▶ **Your assignment**:
Only lines containing "high" are wanted from the data below. Copy those lines.
##### Dataset excerpts #####
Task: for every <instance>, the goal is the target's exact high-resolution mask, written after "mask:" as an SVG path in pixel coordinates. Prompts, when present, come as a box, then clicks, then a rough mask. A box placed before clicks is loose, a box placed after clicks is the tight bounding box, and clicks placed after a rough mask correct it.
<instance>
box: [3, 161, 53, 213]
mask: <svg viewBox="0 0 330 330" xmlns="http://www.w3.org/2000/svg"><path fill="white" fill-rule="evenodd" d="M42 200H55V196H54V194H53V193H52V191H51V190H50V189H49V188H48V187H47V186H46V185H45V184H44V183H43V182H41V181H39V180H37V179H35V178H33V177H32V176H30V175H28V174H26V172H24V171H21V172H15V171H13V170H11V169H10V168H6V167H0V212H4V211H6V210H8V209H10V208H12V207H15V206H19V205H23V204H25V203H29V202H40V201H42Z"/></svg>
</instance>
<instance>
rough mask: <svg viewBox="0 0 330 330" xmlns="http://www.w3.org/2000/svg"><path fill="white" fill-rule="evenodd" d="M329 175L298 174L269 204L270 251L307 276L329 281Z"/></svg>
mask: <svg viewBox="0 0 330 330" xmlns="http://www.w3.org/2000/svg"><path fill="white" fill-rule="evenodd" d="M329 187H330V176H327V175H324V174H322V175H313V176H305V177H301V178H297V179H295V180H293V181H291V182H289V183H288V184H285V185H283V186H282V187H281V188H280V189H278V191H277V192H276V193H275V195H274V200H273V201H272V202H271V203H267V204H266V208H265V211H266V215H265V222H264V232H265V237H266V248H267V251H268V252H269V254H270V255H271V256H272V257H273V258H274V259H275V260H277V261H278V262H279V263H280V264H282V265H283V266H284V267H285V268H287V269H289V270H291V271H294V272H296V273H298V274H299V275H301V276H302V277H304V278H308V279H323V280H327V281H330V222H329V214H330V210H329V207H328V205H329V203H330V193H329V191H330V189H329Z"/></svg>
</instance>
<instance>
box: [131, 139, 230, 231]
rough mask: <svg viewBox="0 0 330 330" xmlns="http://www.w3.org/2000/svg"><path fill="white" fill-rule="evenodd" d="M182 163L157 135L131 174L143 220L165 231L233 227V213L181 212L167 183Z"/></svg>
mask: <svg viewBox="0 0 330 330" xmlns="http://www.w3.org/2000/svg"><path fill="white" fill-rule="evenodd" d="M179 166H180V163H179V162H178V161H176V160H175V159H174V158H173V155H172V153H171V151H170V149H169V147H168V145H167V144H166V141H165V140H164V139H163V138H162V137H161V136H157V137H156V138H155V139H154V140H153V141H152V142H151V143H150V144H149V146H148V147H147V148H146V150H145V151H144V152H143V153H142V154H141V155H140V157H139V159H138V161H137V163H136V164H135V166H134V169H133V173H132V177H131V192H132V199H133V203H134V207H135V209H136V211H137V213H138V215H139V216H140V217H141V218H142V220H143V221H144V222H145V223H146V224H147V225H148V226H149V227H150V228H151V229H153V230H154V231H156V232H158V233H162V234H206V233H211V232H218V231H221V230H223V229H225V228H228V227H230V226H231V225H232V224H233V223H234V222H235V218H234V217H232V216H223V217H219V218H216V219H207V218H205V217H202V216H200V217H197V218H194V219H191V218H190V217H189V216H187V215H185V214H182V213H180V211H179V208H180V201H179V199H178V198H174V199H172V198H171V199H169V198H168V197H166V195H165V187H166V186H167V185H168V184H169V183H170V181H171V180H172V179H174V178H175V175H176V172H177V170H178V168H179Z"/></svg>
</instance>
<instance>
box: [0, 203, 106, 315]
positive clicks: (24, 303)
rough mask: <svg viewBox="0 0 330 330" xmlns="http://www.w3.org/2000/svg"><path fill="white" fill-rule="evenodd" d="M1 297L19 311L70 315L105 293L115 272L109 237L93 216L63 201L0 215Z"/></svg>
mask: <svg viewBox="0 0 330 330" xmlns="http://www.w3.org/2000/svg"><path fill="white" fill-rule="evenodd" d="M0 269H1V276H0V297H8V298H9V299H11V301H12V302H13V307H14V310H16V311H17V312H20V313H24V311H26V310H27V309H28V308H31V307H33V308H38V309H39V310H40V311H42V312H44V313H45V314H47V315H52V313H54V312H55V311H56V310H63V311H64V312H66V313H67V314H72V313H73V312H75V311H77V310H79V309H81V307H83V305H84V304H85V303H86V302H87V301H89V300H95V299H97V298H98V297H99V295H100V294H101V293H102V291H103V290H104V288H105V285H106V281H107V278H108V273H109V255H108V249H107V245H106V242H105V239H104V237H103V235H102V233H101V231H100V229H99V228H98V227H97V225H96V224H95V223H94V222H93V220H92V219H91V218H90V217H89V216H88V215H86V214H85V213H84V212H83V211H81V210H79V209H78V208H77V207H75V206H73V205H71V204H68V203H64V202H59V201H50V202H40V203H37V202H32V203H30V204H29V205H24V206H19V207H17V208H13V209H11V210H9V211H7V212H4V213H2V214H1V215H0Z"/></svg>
#####
##### Dataset excerpts #####
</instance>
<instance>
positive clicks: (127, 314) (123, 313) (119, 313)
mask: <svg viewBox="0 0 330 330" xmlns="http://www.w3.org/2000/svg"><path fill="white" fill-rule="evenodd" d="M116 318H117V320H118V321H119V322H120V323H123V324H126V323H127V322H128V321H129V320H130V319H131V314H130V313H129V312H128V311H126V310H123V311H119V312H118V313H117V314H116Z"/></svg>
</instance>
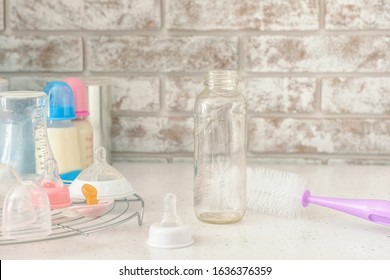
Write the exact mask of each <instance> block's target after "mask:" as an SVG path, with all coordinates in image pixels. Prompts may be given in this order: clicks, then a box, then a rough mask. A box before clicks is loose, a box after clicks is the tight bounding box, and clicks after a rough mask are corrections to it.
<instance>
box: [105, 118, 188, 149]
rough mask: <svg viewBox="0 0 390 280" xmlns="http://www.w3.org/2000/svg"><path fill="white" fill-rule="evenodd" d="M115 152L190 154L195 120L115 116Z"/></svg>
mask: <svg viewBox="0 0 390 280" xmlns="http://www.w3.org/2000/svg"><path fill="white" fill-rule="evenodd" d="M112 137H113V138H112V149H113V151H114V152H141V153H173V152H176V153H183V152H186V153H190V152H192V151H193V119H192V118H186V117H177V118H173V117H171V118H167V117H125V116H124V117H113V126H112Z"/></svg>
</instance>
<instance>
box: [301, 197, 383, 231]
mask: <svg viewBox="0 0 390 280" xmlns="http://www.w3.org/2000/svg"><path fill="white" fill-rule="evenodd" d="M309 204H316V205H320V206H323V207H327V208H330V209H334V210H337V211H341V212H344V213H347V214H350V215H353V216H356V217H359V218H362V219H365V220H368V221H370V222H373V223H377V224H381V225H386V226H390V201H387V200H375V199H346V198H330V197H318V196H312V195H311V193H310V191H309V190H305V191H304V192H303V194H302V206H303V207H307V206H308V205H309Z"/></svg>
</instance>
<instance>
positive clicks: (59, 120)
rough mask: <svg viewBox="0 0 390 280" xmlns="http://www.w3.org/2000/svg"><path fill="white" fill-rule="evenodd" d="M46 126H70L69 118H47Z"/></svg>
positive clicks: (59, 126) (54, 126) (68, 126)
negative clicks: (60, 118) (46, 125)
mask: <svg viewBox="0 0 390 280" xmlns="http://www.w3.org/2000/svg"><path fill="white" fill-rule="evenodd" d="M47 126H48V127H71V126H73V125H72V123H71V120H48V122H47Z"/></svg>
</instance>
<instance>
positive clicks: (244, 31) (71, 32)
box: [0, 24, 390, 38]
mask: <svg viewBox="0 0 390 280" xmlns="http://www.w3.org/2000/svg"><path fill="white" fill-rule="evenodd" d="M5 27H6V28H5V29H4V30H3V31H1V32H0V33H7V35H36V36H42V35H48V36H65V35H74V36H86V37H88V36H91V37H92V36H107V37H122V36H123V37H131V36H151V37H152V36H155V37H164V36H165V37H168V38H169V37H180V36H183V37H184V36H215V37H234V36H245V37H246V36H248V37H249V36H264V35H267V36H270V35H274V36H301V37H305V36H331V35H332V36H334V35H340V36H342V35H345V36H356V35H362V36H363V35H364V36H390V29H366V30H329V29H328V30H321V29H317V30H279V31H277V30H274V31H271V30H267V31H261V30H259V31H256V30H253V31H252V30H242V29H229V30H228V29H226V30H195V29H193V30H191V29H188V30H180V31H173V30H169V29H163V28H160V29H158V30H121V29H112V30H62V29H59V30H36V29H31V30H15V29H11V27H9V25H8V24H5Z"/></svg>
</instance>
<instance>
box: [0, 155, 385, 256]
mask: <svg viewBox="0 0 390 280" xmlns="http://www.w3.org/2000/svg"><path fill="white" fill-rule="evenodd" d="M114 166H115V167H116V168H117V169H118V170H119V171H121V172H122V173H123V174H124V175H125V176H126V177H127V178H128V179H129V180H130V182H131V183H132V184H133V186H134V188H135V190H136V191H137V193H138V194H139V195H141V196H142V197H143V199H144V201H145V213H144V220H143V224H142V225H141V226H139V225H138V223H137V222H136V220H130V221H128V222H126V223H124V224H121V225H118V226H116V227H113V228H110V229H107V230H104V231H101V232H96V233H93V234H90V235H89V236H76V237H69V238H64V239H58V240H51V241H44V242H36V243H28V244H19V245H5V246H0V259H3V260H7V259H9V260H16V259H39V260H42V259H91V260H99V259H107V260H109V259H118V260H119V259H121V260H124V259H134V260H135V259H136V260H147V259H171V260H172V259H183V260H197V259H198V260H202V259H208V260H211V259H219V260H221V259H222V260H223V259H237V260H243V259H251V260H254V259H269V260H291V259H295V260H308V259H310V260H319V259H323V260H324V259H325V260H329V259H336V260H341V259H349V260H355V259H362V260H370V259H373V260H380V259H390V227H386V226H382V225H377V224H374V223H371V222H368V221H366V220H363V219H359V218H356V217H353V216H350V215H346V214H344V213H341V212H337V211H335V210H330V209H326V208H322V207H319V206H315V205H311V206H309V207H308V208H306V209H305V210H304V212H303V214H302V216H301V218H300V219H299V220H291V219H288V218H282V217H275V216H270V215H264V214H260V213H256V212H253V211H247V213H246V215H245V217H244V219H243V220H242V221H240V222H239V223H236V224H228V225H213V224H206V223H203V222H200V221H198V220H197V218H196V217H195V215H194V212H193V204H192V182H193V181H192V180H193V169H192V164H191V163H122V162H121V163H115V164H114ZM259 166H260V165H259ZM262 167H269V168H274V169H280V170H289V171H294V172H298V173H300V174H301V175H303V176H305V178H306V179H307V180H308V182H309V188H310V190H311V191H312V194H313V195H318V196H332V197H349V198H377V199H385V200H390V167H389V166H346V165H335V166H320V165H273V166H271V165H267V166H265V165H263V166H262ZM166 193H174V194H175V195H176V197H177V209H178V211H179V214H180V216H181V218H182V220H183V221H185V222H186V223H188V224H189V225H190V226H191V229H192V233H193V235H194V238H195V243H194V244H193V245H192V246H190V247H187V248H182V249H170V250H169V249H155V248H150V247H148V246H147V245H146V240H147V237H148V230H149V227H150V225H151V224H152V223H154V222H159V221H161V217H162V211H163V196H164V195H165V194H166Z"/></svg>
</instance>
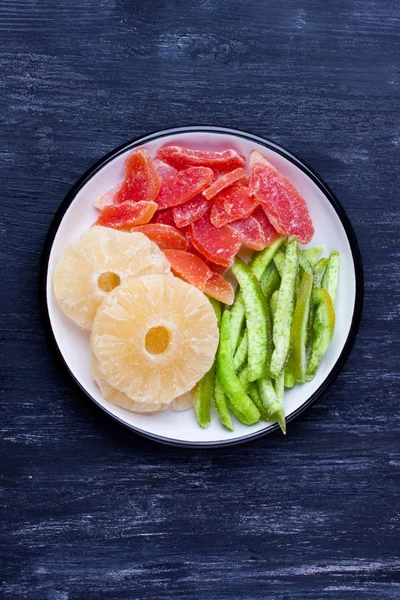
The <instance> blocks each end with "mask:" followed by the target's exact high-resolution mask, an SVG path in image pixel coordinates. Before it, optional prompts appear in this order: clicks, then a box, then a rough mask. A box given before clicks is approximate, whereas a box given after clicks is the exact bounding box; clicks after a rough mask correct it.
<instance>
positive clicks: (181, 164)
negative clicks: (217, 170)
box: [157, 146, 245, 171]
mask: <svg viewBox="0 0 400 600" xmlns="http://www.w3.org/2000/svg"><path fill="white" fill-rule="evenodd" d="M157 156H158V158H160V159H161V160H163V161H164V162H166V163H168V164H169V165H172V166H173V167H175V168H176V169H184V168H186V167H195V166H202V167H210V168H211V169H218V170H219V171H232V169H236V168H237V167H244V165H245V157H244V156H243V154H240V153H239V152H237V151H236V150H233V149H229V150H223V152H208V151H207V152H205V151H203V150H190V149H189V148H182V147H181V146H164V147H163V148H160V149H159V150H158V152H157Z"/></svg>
#####
▶ **Response**:
Task: for every <instance>, the goal is the target's exact high-resolution mask, written after "mask:" as an SVG path in pixel coordinates. Prompts, when present, come as a box, then clicks, then a rough mask. A box placed before clicks is loose, a box placed after clicks is the tight bounding box, and clicks placed after a rough mask correct it.
The <instance> blocks each end with "mask:" followed by the target's exact high-resolution mask, an SVG path in image pixel coordinates. Before it, optional prompts appear in this order: clicks, then a box, then a rough mask. A box given before clicks is approximate, whereas a box given after clicks is the exact bounding box; clicks after a rough mask correct it.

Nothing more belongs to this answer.